• INSTRUCTIONS FOR THE TASK:
Where the word "inside" appears in a line of the entries below, count that line and give the total alone.

• DATA PROVIDED:
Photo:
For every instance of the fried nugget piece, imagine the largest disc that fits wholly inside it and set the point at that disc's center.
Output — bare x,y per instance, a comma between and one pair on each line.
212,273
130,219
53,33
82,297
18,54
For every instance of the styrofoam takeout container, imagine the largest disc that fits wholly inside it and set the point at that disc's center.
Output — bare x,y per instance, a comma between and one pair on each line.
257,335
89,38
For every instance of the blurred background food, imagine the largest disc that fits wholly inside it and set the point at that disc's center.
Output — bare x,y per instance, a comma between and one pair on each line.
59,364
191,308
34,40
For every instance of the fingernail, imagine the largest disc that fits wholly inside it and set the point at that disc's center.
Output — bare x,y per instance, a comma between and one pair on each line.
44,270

---

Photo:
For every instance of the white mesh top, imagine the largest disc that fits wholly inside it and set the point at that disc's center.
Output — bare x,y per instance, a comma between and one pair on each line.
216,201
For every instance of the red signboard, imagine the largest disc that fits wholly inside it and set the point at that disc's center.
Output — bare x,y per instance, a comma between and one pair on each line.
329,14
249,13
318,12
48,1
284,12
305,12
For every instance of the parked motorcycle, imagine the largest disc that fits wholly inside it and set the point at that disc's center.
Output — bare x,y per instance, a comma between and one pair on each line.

• EXERCISE ANSWER:
7